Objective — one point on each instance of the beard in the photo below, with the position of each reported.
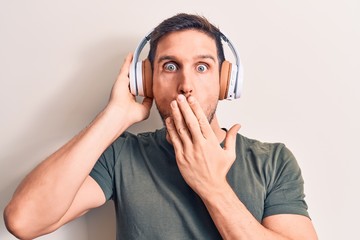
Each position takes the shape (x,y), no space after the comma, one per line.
(165,112)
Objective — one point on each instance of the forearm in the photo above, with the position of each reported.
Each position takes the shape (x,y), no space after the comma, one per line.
(48,191)
(233,219)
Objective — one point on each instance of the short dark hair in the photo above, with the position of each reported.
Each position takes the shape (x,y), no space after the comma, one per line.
(183,21)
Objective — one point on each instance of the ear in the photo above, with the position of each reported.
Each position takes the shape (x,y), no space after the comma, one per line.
(147,78)
(225,76)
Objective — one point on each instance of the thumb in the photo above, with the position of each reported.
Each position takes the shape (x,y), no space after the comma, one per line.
(230,139)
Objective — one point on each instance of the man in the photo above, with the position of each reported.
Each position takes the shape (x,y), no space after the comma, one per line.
(189,180)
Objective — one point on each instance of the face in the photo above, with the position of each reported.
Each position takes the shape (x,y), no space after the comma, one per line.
(186,63)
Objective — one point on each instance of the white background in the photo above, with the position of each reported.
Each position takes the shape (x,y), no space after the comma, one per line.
(59,59)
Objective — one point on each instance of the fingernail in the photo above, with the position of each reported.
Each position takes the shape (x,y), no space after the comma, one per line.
(191,99)
(173,104)
(181,98)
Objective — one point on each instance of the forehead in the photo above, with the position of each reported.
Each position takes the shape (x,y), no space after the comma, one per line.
(186,43)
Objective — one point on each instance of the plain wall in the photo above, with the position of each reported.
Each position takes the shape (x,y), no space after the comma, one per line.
(59,59)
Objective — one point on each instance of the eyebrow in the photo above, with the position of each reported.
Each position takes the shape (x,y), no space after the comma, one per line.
(170,57)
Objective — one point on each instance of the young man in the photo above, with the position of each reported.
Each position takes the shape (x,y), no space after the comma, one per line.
——
Please transcribe the listing from the line containing "Objective — one point on each instance of the young" through the end of the listing, both ends included.

Objective — one point on each instance of the young man in the photo above, with the position of each reported.
Each position takes the shape (x,y), no space after the comma, one per line.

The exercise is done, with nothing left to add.